*** RECORD EXTRACTS Section Begins ***
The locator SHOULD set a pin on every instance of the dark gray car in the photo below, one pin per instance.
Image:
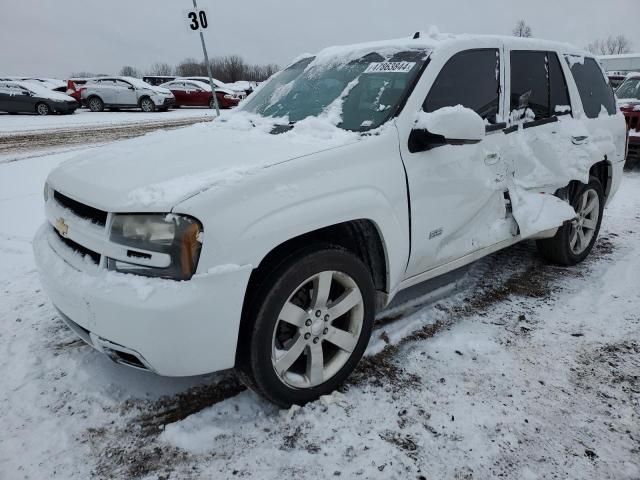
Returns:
(26, 97)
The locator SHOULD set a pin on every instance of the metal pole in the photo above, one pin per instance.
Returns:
(206, 60)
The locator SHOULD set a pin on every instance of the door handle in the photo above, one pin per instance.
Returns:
(579, 140)
(491, 158)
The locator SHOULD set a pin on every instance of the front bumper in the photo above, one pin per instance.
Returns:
(164, 101)
(168, 327)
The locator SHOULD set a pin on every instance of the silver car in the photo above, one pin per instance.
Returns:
(125, 92)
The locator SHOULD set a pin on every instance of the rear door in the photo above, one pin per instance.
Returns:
(601, 113)
(124, 93)
(457, 191)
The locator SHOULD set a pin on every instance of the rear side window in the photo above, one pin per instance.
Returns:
(529, 85)
(595, 92)
(538, 86)
(471, 79)
(560, 103)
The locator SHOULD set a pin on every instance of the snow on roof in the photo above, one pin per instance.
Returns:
(433, 40)
(619, 56)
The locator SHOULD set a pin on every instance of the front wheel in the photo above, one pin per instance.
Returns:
(311, 326)
(575, 239)
(147, 105)
(43, 109)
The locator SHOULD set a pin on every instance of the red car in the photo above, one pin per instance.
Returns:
(191, 93)
(629, 101)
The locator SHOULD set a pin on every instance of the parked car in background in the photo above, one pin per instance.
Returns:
(30, 97)
(125, 92)
(629, 102)
(220, 86)
(158, 80)
(73, 90)
(192, 93)
(271, 253)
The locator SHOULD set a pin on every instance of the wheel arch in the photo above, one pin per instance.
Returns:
(603, 171)
(362, 237)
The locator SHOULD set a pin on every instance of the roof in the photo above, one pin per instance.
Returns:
(433, 40)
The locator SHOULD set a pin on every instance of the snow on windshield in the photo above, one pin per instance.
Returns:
(354, 89)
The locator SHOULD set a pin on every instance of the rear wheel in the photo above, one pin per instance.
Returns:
(147, 105)
(311, 325)
(575, 239)
(95, 104)
(43, 109)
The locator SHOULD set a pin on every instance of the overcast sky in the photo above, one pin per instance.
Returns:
(58, 37)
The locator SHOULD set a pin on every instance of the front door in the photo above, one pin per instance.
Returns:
(457, 192)
(124, 93)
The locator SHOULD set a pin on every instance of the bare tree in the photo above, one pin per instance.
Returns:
(160, 69)
(610, 45)
(190, 67)
(522, 29)
(230, 68)
(129, 71)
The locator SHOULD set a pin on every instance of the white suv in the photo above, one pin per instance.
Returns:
(125, 92)
(266, 241)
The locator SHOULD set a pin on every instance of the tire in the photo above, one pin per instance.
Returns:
(325, 335)
(95, 104)
(575, 239)
(43, 109)
(147, 105)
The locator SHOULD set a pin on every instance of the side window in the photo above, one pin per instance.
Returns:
(560, 103)
(529, 85)
(471, 79)
(594, 90)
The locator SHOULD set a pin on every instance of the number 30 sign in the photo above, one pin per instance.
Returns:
(197, 20)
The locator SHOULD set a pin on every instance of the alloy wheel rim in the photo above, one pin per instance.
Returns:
(583, 227)
(317, 329)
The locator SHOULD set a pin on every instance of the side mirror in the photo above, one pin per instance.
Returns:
(447, 126)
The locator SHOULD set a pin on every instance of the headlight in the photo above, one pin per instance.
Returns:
(175, 235)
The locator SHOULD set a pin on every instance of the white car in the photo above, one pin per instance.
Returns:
(125, 92)
(226, 88)
(267, 240)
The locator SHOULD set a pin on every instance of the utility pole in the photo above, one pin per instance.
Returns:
(206, 60)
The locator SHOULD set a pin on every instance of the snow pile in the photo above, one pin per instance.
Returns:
(536, 212)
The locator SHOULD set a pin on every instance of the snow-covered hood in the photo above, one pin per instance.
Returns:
(162, 90)
(159, 170)
(43, 92)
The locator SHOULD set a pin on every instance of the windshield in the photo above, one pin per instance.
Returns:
(629, 89)
(355, 94)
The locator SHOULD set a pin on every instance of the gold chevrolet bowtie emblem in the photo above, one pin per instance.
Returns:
(62, 227)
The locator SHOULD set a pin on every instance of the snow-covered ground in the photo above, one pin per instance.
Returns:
(86, 118)
(527, 371)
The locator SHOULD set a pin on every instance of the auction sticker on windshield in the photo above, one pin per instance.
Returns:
(390, 67)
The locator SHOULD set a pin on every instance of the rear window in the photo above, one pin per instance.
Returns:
(595, 92)
(529, 85)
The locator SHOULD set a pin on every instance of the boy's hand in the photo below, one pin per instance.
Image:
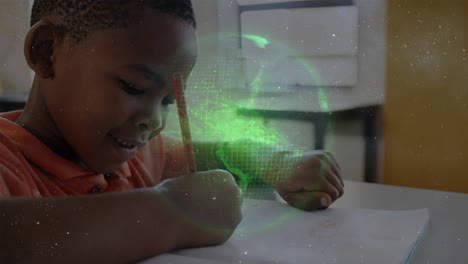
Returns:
(208, 204)
(313, 183)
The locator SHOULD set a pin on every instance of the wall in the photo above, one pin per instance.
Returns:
(15, 75)
(426, 114)
(344, 139)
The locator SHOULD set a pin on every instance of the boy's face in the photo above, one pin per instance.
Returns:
(110, 92)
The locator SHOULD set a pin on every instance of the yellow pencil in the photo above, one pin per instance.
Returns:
(178, 83)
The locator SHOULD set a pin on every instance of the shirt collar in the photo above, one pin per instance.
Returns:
(42, 156)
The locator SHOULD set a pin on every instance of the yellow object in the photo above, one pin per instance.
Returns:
(426, 112)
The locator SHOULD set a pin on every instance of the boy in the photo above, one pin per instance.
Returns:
(92, 124)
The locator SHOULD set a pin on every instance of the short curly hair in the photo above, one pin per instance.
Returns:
(82, 17)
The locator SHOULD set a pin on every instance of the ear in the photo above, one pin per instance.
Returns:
(40, 47)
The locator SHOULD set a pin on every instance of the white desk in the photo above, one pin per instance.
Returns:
(446, 237)
(444, 240)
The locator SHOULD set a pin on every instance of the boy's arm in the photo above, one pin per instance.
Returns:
(306, 180)
(119, 227)
(107, 228)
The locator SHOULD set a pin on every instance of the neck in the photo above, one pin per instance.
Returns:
(37, 120)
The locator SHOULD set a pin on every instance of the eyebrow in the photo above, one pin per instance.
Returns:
(150, 74)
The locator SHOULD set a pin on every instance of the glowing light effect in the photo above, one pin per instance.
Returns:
(213, 110)
(260, 41)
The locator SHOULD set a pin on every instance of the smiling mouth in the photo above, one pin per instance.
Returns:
(124, 143)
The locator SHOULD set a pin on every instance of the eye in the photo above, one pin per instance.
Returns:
(130, 88)
(167, 101)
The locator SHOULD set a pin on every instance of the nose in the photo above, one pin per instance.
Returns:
(149, 119)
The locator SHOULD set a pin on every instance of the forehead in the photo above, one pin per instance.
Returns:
(158, 40)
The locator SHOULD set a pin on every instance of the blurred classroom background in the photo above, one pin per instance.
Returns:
(382, 84)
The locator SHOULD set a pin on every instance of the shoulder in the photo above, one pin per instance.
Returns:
(13, 169)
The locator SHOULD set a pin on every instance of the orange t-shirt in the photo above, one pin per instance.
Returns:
(29, 168)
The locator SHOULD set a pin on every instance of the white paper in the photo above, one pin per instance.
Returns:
(271, 232)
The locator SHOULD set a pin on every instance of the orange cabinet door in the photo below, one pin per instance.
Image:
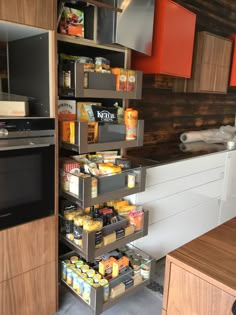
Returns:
(173, 40)
(37, 13)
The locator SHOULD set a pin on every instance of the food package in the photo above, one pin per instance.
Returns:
(104, 114)
(131, 80)
(136, 219)
(119, 266)
(66, 109)
(72, 22)
(109, 168)
(121, 78)
(85, 112)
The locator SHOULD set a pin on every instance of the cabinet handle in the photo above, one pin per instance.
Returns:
(234, 308)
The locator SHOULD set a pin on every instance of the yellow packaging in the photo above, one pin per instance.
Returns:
(105, 266)
(118, 265)
(67, 131)
(84, 111)
(131, 80)
(120, 203)
(121, 78)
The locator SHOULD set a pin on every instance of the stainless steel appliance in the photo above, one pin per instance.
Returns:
(133, 28)
(27, 154)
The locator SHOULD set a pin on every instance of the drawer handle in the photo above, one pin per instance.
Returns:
(234, 308)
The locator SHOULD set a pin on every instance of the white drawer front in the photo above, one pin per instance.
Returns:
(178, 185)
(167, 172)
(163, 208)
(175, 231)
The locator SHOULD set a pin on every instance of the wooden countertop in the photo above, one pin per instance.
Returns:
(214, 255)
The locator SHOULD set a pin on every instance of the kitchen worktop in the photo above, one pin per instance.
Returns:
(174, 151)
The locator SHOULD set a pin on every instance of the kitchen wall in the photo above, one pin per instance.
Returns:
(168, 114)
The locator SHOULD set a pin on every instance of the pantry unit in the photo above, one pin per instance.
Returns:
(116, 268)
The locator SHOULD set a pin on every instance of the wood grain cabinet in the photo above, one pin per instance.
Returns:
(37, 13)
(232, 80)
(173, 39)
(211, 65)
(200, 277)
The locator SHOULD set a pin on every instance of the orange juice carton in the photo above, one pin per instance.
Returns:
(66, 109)
(67, 131)
(131, 80)
(72, 22)
(106, 266)
(121, 78)
(119, 266)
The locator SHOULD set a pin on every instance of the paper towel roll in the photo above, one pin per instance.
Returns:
(194, 136)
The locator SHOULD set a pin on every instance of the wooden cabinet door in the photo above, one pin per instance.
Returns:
(173, 39)
(32, 293)
(27, 246)
(38, 13)
(189, 294)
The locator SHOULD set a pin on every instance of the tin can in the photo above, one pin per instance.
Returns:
(105, 284)
(81, 284)
(64, 265)
(94, 187)
(131, 180)
(69, 276)
(75, 282)
(87, 290)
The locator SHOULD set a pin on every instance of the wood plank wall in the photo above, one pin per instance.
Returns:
(168, 114)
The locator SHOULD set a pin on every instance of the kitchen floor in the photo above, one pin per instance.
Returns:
(147, 300)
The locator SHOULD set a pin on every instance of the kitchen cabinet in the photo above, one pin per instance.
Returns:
(228, 201)
(200, 277)
(173, 40)
(118, 57)
(37, 13)
(183, 200)
(232, 80)
(211, 65)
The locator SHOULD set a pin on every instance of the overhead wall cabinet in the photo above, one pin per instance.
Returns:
(38, 13)
(232, 80)
(173, 40)
(211, 65)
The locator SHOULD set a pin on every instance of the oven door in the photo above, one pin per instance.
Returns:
(26, 184)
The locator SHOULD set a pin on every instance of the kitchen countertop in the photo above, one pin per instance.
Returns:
(165, 153)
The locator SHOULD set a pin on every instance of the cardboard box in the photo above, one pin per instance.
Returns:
(66, 109)
(100, 81)
(121, 78)
(111, 132)
(72, 22)
(84, 111)
(14, 108)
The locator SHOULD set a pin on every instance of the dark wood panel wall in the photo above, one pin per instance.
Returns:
(168, 114)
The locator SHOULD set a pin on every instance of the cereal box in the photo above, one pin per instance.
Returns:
(66, 109)
(72, 22)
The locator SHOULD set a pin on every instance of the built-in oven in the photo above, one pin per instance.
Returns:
(27, 170)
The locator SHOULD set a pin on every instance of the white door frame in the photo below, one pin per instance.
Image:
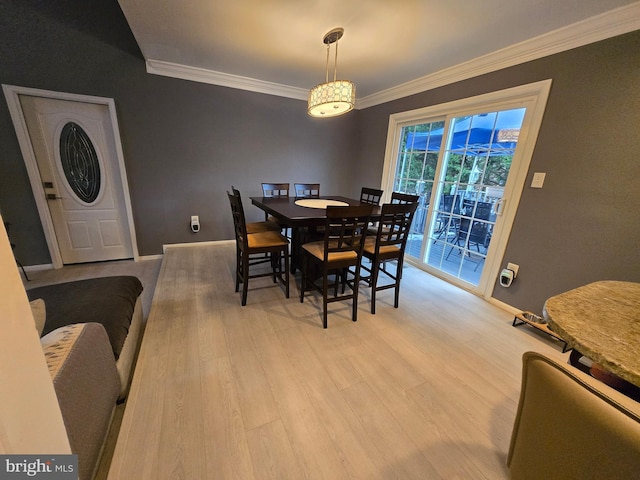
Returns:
(12, 94)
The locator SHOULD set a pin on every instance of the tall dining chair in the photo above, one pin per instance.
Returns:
(371, 196)
(257, 227)
(307, 190)
(388, 244)
(344, 232)
(248, 245)
(275, 190)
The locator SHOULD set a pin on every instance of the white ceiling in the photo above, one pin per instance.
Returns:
(390, 48)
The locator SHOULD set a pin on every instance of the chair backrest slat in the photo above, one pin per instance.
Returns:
(239, 222)
(307, 190)
(371, 196)
(275, 190)
(346, 228)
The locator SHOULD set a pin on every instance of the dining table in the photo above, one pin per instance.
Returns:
(303, 215)
(601, 321)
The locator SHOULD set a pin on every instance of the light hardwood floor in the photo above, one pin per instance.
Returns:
(426, 391)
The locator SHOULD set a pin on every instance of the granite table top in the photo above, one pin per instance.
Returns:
(602, 321)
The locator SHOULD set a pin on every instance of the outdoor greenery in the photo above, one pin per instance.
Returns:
(416, 169)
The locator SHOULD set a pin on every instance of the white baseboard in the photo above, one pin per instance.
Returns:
(38, 268)
(195, 244)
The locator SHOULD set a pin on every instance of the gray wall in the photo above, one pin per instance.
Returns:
(185, 143)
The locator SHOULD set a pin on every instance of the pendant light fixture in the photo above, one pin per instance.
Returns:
(334, 98)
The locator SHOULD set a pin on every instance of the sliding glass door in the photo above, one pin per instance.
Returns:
(461, 163)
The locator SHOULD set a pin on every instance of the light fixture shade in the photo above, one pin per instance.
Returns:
(332, 98)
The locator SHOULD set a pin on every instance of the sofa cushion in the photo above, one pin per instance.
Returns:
(109, 301)
(86, 383)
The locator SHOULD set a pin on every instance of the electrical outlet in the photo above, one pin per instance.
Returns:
(538, 180)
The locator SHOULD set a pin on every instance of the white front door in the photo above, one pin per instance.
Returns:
(75, 151)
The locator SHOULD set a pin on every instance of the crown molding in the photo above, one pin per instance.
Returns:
(609, 24)
(202, 75)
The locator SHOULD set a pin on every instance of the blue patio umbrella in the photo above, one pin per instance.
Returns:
(494, 133)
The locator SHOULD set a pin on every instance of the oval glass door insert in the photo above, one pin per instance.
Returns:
(80, 162)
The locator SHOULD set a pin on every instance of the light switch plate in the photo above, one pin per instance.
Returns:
(538, 180)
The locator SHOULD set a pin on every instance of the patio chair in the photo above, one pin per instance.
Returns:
(344, 232)
(398, 197)
(370, 196)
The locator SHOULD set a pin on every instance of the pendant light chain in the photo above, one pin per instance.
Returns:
(327, 65)
(335, 97)
(335, 64)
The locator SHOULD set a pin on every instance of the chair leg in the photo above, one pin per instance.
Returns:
(245, 278)
(325, 288)
(396, 301)
(238, 267)
(375, 270)
(286, 273)
(303, 277)
(23, 272)
(356, 289)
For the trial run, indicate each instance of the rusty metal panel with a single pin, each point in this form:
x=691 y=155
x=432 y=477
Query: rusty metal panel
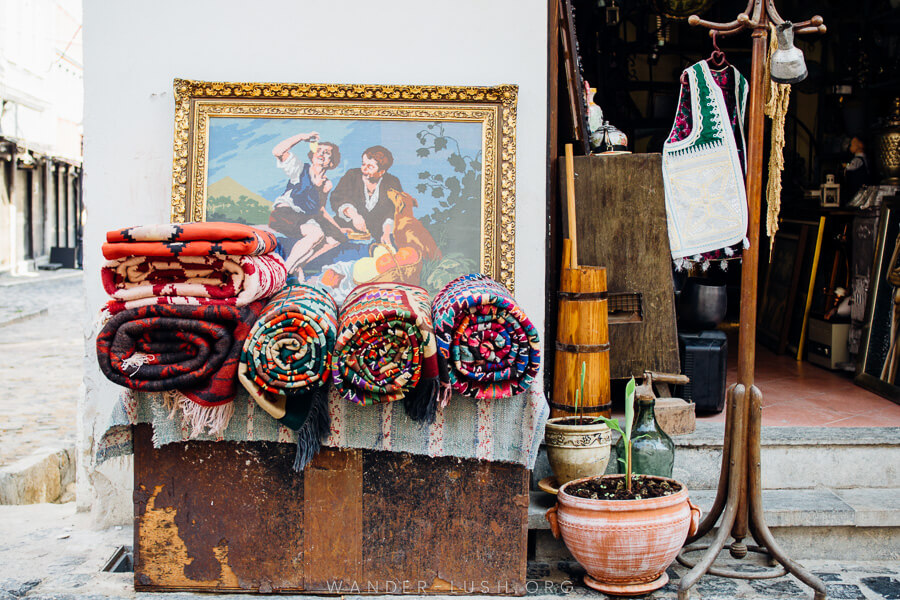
x=225 y=516
x=444 y=525
x=216 y=516
x=333 y=513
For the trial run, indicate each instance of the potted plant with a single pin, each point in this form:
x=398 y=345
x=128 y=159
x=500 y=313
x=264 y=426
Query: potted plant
x=625 y=530
x=577 y=446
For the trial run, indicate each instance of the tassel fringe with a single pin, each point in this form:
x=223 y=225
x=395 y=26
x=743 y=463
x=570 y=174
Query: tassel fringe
x=316 y=426
x=421 y=403
x=214 y=419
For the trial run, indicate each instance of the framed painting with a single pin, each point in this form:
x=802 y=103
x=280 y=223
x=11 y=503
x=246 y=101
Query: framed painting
x=360 y=183
x=878 y=369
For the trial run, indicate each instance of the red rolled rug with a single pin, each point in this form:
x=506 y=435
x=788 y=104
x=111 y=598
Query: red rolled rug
x=193 y=350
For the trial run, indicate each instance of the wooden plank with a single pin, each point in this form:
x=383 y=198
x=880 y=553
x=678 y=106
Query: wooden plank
x=444 y=525
x=333 y=513
x=622 y=226
x=216 y=516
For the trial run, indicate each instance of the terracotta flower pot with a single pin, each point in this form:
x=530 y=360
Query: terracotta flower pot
x=576 y=451
x=624 y=545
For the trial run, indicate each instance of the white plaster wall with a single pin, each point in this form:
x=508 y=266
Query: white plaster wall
x=133 y=51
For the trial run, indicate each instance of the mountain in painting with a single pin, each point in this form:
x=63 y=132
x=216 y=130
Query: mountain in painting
x=228 y=200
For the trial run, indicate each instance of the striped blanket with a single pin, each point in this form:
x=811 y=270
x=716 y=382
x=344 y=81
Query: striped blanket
x=385 y=349
x=223 y=279
x=188 y=239
x=286 y=361
x=510 y=430
x=190 y=350
x=492 y=348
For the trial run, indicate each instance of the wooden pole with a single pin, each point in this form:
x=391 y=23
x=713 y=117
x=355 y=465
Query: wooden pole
x=570 y=205
x=739 y=502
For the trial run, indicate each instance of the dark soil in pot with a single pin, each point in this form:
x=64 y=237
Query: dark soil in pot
x=578 y=421
x=613 y=488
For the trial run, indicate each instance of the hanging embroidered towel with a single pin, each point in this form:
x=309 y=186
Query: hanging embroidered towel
x=706 y=201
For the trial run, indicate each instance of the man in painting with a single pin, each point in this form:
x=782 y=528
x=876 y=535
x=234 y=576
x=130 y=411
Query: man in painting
x=299 y=213
x=360 y=197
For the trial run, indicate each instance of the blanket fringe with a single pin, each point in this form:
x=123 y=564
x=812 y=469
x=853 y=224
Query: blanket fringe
x=214 y=419
x=316 y=426
x=422 y=401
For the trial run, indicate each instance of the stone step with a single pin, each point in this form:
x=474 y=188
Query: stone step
x=47 y=475
x=820 y=524
x=792 y=457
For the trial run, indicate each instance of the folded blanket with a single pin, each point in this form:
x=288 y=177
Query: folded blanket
x=286 y=362
x=216 y=279
x=385 y=349
x=492 y=348
x=193 y=350
x=188 y=239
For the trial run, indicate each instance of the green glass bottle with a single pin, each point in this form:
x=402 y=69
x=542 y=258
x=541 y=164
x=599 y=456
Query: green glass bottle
x=652 y=450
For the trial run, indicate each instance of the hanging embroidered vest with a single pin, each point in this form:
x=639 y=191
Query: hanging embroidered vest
x=706 y=201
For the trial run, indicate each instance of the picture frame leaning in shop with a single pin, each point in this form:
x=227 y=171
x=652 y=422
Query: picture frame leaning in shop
x=360 y=183
x=878 y=368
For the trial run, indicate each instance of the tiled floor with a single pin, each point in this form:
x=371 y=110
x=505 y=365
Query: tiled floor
x=802 y=394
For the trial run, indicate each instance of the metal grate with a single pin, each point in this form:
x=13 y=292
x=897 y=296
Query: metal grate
x=122 y=561
x=625 y=307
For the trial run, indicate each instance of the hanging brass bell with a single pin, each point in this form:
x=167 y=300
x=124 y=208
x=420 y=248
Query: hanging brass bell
x=787 y=64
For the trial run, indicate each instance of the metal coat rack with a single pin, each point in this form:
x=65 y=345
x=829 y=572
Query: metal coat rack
x=739 y=495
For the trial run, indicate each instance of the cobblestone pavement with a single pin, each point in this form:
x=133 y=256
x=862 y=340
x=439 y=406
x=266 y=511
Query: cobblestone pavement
x=48 y=552
x=41 y=365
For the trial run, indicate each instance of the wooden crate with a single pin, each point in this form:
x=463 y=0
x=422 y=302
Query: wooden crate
x=233 y=516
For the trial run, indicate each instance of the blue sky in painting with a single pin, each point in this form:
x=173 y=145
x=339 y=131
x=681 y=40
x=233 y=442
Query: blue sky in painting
x=241 y=148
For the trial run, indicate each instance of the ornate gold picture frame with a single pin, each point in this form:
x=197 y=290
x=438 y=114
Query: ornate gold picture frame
x=360 y=182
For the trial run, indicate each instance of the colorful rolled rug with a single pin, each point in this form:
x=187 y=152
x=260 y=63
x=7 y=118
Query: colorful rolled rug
x=216 y=279
x=492 y=349
x=385 y=349
x=188 y=239
x=191 y=350
x=286 y=361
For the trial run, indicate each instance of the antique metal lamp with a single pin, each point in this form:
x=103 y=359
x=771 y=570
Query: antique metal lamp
x=787 y=64
x=739 y=496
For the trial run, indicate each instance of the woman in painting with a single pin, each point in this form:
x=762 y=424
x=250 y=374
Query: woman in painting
x=299 y=213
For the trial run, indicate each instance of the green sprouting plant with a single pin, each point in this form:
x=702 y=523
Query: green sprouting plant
x=626 y=434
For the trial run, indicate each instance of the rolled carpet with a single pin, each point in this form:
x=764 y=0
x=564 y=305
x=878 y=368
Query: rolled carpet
x=193 y=350
x=188 y=239
x=385 y=349
x=225 y=279
x=492 y=349
x=286 y=361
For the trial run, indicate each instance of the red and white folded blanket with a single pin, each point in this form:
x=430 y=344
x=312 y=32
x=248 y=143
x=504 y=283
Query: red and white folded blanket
x=188 y=239
x=217 y=279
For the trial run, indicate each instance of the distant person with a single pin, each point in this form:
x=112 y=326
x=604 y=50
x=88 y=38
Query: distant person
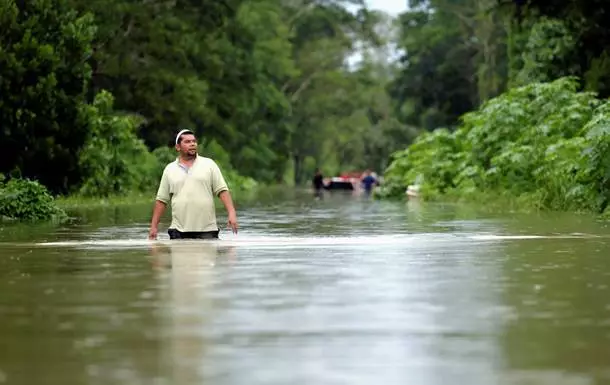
x=368 y=181
x=190 y=183
x=318 y=183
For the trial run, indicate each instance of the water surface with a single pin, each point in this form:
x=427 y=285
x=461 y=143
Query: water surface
x=340 y=291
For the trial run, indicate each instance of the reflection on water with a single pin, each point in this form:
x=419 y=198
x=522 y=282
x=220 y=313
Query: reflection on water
x=336 y=291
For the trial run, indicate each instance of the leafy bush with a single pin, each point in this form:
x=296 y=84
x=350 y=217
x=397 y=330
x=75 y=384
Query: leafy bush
x=24 y=199
x=114 y=160
x=546 y=142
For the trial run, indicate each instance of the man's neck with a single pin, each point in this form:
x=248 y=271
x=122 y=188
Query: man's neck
x=187 y=159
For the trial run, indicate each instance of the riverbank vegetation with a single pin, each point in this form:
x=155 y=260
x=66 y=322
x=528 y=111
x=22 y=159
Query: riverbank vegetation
x=535 y=129
x=93 y=92
x=504 y=97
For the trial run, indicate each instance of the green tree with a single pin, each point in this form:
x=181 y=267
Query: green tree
x=44 y=72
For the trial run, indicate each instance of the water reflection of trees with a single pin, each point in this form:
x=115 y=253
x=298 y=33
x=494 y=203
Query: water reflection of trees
x=190 y=272
x=558 y=291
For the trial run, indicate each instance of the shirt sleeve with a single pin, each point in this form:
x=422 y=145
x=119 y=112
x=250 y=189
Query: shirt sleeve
x=163 y=191
x=218 y=181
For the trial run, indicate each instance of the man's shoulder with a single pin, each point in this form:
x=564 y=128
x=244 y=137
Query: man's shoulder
x=169 y=166
x=205 y=161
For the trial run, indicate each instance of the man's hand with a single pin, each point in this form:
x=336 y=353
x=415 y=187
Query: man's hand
x=232 y=222
x=152 y=233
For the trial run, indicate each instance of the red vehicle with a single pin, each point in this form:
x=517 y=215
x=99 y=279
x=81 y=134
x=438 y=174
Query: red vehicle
x=345 y=181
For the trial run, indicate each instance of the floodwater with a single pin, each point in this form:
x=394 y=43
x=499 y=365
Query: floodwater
x=339 y=291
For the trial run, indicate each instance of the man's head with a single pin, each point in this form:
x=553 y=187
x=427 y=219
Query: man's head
x=186 y=144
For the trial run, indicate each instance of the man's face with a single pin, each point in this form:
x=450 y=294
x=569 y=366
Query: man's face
x=188 y=145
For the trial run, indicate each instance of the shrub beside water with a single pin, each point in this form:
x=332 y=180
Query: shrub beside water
x=545 y=143
x=22 y=199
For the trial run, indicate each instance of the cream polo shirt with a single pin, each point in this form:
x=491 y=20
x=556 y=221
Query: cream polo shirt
x=191 y=192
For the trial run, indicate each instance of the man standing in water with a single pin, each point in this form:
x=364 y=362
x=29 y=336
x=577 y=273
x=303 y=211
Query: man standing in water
x=368 y=181
x=191 y=182
x=318 y=184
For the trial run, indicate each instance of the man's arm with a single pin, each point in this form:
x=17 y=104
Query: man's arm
x=163 y=196
x=225 y=197
x=154 y=223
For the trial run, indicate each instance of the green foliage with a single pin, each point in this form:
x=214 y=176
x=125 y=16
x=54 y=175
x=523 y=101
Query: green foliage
x=544 y=141
x=548 y=52
x=44 y=47
x=27 y=200
x=114 y=160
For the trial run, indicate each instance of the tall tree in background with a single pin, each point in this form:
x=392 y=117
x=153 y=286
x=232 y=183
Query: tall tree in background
x=44 y=74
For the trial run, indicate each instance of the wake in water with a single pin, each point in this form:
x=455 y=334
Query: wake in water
x=291 y=242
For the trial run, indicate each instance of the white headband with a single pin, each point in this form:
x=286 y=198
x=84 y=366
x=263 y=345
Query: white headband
x=180 y=133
*** RECORD EXTRACTS Section Ends ***
DIRECTIONS: Please reproduce, word for word, every line from the first line of the records above through the line containing "the metal pole", and leave out the pictures.

TASK RESULT:
The locator SHOULD set a pin on every instance of the dark gray car in the photo below, one pin per instance.
Image:
Returns:
(26, 97)
The locator SHOULD set a pin on every instance of the metal pole in the photo above, one pin per instance.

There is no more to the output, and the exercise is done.